*TASK PROMPT*. Please give nothing except the number of lines in the records below that include the word "boat".

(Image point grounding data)
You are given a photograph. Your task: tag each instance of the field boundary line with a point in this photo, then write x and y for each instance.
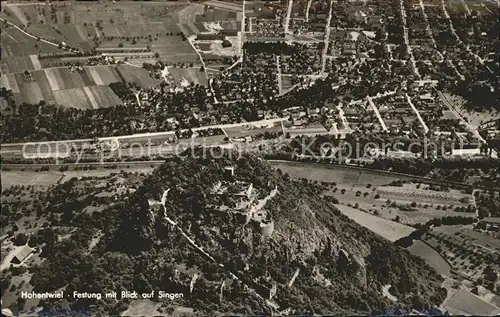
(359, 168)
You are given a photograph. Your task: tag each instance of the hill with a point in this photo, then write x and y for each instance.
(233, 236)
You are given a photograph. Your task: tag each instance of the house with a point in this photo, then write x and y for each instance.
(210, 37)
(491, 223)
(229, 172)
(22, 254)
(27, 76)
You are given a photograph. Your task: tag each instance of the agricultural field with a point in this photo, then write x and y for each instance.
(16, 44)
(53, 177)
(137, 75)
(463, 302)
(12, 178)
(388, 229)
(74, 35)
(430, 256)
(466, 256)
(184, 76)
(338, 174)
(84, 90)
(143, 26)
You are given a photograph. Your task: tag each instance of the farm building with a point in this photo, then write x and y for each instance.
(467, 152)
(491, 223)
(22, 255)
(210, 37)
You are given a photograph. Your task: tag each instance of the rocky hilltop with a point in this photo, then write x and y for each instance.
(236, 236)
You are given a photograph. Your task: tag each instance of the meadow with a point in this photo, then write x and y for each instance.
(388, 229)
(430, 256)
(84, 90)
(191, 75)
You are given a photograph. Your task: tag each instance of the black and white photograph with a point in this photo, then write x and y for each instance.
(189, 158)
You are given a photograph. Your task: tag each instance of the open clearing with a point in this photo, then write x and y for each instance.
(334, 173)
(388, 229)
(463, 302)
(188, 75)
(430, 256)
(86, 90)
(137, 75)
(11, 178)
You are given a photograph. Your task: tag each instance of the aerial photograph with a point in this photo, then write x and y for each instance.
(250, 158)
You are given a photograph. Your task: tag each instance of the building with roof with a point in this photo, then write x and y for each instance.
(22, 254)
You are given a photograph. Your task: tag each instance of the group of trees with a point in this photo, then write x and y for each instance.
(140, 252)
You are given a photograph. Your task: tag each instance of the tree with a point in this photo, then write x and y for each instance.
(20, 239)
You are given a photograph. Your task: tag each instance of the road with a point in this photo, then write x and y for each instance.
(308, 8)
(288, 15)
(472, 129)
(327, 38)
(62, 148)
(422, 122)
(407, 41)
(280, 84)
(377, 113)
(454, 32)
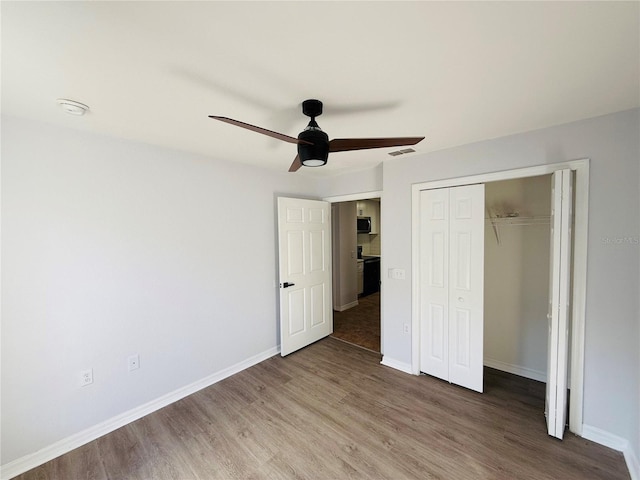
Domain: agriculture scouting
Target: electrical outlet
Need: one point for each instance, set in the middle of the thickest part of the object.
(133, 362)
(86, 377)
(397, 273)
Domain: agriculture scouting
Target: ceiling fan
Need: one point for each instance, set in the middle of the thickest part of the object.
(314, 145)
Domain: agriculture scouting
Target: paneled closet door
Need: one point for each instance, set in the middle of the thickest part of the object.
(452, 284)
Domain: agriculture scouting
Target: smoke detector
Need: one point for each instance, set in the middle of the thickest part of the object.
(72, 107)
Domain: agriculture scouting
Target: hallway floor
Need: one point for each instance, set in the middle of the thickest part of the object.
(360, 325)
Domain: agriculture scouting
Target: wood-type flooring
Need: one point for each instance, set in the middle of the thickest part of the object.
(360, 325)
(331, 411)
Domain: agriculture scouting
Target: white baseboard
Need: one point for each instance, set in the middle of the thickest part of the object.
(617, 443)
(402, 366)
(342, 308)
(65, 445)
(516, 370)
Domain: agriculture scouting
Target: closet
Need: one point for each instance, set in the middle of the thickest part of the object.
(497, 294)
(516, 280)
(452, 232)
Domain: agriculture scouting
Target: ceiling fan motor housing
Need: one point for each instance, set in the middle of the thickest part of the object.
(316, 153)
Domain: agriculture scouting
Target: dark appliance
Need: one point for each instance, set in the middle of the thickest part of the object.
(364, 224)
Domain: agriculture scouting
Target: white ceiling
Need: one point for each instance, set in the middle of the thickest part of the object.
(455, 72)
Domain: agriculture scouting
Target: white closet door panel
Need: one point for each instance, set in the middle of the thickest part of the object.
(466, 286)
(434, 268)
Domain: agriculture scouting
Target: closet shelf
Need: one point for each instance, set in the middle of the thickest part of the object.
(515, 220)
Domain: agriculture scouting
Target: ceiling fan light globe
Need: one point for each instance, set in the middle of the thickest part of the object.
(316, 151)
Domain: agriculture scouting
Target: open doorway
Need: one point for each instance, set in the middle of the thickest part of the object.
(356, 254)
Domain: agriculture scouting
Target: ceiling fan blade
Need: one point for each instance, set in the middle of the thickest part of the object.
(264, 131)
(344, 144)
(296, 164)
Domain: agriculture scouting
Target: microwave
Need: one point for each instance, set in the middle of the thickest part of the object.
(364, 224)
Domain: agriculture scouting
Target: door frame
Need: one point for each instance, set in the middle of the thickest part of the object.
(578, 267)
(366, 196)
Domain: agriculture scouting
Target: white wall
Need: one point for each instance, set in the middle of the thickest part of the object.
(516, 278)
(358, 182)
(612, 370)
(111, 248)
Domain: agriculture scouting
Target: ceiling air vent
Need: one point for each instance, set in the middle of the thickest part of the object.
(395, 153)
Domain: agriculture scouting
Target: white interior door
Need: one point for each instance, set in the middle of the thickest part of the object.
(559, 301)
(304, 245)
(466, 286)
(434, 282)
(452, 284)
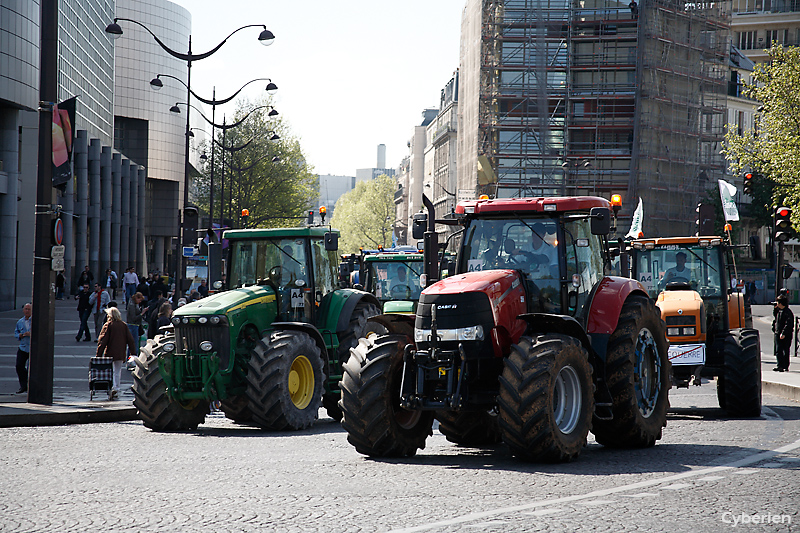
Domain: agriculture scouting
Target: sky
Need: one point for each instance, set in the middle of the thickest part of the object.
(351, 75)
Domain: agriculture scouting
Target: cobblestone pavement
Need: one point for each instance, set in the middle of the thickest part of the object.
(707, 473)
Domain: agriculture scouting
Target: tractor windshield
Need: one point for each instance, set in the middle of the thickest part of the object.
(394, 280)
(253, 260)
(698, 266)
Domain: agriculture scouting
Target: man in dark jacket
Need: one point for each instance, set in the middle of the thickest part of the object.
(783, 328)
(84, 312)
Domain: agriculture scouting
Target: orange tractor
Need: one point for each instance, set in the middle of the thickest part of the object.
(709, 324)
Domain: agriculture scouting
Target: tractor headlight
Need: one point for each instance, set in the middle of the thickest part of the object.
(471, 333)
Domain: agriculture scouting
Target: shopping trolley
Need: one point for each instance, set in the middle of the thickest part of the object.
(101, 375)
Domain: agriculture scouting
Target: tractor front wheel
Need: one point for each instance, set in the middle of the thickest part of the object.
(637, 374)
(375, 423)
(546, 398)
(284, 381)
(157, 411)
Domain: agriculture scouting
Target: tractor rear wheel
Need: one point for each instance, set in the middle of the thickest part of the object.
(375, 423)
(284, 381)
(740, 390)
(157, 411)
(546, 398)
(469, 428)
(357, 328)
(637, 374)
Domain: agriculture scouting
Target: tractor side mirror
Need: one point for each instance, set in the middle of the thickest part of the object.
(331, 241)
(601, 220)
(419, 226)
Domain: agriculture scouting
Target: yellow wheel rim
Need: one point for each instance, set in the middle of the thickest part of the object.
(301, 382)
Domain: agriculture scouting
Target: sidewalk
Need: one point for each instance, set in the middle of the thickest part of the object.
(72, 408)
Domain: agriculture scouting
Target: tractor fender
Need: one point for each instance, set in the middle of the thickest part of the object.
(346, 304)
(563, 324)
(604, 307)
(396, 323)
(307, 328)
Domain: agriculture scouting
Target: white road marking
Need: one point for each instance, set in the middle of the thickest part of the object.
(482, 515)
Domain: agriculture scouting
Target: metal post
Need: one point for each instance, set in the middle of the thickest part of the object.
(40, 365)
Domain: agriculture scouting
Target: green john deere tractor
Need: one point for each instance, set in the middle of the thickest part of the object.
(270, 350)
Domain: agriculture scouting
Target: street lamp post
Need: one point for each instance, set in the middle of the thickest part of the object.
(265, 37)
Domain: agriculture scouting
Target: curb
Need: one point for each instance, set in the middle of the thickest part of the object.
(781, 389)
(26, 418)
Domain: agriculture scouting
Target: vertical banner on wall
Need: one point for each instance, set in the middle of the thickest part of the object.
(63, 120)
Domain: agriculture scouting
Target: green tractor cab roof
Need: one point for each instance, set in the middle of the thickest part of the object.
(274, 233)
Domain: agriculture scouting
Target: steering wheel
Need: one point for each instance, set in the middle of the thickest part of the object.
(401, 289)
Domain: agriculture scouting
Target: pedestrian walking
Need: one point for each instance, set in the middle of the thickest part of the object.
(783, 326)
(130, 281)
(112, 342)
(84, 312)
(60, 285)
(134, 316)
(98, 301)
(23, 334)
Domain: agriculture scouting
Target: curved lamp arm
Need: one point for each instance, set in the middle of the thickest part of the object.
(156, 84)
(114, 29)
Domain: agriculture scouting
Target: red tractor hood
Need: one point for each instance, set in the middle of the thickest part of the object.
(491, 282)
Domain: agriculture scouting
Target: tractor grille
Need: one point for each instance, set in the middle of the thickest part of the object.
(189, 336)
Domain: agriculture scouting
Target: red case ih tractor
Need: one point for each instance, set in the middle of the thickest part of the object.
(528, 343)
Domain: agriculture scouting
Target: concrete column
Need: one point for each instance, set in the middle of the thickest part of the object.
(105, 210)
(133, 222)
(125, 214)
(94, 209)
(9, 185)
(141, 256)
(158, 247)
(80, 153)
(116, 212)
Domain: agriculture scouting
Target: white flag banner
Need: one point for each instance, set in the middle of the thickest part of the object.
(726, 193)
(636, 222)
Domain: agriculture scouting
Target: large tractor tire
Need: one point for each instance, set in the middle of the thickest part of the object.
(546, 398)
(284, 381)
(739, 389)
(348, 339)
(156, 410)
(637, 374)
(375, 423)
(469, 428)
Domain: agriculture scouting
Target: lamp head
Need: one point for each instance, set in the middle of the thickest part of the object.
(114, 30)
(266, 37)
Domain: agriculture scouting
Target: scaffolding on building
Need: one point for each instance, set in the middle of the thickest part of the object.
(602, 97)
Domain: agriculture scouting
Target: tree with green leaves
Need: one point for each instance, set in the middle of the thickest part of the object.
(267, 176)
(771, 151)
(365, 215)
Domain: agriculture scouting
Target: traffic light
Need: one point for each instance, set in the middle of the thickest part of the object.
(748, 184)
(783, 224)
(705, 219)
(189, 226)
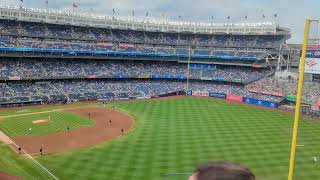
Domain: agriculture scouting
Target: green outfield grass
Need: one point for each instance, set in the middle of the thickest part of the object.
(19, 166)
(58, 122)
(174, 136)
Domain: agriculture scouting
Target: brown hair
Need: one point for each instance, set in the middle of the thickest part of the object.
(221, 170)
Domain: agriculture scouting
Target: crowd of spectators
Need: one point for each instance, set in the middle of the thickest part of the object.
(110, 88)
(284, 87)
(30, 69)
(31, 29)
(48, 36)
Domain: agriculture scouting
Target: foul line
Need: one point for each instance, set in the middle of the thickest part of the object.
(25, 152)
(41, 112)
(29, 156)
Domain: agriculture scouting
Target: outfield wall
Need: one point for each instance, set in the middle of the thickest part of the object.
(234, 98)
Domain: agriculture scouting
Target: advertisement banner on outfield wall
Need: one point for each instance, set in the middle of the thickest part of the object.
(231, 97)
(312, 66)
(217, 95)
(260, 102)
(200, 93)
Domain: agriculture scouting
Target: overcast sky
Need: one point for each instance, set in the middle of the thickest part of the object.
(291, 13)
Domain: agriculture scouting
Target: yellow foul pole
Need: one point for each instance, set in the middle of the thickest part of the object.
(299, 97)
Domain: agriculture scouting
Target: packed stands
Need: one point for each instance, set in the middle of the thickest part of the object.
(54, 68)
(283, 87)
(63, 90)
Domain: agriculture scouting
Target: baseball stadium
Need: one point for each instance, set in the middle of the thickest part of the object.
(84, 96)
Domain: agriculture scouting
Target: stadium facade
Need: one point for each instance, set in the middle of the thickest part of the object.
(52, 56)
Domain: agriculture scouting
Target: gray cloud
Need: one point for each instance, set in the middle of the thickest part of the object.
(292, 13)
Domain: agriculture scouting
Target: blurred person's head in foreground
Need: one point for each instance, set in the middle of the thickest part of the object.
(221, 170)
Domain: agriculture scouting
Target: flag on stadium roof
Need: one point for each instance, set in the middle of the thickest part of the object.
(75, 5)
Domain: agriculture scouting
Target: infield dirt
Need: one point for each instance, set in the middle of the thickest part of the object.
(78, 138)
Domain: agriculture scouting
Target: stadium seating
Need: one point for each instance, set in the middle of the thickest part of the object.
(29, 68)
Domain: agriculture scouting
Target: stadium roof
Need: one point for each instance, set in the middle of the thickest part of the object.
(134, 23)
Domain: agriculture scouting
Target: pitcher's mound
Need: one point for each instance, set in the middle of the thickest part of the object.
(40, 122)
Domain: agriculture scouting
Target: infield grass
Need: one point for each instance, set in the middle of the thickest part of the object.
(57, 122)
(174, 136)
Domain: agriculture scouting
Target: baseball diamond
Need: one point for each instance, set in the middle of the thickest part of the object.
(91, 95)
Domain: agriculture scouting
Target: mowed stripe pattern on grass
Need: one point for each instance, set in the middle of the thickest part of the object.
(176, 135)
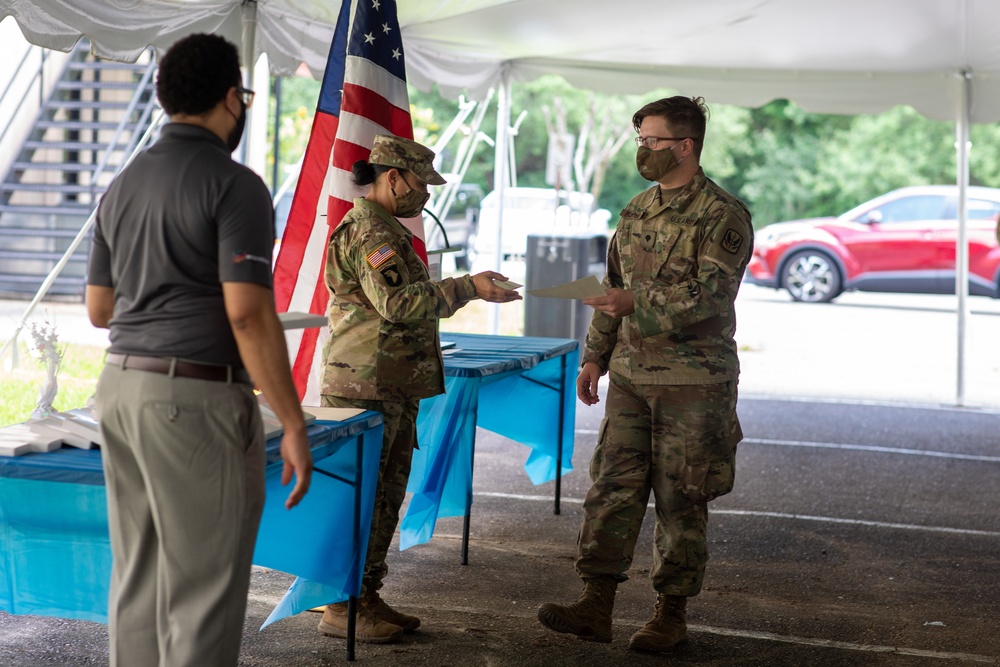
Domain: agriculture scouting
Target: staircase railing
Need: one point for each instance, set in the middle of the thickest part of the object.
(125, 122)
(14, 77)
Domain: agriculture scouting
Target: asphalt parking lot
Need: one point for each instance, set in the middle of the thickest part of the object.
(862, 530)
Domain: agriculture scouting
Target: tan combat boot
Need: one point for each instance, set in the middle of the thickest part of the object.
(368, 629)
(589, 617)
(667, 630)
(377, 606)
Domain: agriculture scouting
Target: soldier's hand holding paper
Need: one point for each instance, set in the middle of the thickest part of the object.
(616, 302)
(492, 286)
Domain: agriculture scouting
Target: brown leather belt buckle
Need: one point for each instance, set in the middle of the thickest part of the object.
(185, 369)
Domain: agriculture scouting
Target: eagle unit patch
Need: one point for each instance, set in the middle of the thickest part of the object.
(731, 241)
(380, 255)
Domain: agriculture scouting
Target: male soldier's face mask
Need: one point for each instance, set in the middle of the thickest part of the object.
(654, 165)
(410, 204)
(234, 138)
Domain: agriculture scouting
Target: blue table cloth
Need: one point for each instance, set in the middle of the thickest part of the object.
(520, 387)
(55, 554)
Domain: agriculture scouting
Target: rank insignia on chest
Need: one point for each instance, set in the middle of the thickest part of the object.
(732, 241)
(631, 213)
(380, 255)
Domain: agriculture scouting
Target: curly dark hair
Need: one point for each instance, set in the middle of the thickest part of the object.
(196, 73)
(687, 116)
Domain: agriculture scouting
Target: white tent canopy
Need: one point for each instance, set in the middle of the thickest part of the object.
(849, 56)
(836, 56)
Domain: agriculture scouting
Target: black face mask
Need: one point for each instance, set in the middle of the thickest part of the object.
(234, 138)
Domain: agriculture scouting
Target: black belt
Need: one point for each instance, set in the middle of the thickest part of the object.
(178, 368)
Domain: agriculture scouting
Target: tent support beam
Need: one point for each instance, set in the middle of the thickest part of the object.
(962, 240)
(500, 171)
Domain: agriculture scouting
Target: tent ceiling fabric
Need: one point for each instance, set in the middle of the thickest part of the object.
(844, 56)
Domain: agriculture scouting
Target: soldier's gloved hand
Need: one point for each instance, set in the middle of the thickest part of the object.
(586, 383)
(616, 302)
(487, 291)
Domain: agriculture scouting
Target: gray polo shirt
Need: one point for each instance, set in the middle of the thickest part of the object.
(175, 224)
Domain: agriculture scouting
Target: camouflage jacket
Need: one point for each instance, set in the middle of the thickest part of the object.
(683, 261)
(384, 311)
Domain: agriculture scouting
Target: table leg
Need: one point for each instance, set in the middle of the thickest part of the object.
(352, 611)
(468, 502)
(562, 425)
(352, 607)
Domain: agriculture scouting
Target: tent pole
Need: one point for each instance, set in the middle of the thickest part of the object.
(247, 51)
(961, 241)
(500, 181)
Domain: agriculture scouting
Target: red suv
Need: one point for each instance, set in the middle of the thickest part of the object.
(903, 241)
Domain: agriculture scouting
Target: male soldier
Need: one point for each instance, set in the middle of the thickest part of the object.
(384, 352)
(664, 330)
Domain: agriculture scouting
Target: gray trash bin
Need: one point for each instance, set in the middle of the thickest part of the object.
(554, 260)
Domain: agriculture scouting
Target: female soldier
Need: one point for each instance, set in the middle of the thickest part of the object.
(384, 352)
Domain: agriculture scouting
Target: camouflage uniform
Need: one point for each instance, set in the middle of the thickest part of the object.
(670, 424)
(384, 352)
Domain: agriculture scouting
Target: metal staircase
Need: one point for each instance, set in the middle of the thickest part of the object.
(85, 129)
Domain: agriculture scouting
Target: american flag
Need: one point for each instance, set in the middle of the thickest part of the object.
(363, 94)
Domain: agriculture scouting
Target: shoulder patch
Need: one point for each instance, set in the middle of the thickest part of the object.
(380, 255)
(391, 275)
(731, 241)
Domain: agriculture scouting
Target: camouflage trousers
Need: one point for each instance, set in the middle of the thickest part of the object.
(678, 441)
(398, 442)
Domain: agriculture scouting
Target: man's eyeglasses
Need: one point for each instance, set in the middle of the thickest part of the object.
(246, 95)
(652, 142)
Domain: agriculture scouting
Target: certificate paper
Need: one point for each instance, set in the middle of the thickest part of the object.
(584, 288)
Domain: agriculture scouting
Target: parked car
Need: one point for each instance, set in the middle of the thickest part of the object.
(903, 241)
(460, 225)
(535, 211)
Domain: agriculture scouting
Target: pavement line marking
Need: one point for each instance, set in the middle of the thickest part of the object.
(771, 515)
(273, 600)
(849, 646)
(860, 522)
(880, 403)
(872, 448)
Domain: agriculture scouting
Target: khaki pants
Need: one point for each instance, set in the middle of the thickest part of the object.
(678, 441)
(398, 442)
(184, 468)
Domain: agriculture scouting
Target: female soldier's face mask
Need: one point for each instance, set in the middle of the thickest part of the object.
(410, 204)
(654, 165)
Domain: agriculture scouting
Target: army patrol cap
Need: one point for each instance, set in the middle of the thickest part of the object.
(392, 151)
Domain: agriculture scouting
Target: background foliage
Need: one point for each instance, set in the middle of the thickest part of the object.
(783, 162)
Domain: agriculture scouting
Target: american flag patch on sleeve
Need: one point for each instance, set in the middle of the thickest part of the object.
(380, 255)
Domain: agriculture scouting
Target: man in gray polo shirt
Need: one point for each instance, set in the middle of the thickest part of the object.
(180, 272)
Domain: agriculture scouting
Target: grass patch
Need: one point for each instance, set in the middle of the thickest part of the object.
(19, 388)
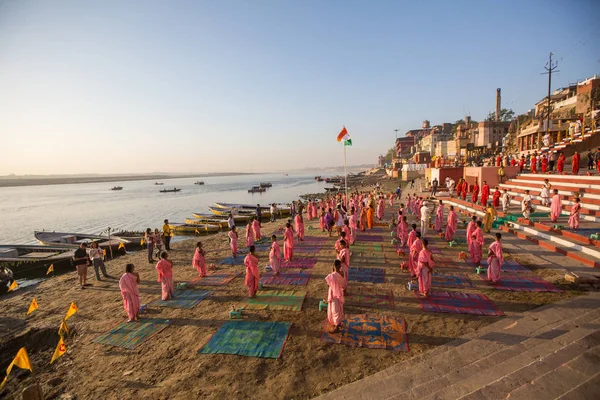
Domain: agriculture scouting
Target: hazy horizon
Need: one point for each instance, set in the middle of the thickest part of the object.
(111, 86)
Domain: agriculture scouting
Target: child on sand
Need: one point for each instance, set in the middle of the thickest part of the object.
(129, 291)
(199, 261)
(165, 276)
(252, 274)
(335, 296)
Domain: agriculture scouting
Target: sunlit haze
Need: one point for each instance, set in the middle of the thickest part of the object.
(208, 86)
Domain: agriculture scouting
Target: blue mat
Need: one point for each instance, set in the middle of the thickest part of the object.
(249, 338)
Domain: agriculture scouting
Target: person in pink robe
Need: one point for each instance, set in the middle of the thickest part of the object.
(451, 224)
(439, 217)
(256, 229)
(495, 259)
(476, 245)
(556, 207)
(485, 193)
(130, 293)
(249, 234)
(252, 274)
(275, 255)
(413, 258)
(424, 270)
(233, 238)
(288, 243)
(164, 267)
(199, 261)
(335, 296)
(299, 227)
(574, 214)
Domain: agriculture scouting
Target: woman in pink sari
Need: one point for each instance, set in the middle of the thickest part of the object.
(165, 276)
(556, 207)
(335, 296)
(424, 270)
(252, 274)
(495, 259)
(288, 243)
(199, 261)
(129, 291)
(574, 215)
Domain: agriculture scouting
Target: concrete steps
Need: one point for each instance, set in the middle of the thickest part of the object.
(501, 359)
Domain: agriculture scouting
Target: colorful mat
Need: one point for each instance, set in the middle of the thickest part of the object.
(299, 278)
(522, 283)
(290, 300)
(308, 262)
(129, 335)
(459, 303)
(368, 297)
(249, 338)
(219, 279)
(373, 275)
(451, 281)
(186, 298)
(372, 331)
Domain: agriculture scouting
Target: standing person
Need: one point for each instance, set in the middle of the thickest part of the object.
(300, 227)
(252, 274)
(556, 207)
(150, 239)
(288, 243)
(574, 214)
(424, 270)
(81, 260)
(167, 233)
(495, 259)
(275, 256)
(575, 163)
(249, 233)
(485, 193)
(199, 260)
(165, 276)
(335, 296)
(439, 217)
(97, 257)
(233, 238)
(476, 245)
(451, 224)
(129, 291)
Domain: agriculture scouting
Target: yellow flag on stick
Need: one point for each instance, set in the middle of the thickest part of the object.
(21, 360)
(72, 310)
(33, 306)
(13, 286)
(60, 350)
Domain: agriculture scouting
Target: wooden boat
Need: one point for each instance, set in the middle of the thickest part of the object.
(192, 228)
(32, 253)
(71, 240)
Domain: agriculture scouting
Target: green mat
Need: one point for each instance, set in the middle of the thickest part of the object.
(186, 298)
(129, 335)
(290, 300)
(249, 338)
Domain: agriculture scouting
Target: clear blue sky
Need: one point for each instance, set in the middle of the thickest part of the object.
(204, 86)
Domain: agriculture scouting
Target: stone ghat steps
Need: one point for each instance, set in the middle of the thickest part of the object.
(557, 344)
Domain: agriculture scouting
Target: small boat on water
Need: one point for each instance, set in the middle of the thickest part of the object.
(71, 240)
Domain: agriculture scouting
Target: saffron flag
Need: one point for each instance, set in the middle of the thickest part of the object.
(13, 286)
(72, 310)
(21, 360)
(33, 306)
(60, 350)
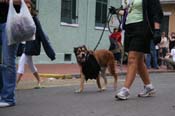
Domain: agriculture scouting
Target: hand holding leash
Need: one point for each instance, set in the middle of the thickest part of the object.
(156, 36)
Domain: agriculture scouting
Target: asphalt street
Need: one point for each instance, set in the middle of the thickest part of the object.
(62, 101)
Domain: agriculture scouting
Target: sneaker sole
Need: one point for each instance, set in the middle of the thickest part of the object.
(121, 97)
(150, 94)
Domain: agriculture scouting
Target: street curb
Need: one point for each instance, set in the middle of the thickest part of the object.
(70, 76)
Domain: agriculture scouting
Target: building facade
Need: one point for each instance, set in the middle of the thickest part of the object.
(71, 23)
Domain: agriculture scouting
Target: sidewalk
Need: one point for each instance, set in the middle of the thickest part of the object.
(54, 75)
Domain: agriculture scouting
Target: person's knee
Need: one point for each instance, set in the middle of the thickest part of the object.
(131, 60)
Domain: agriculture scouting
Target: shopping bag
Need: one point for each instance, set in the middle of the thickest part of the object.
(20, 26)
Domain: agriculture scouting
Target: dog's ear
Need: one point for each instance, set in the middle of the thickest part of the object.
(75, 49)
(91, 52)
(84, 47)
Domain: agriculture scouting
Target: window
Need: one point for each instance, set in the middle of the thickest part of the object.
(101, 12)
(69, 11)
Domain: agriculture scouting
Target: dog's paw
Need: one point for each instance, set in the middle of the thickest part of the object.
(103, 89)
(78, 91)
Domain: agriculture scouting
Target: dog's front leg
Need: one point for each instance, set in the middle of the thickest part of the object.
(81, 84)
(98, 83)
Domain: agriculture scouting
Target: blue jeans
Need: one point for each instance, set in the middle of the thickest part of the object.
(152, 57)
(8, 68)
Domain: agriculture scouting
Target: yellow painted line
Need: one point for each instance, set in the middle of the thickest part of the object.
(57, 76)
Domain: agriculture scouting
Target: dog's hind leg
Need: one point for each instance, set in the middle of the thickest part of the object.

*ANSWER TO THIS PROBLEM*. 2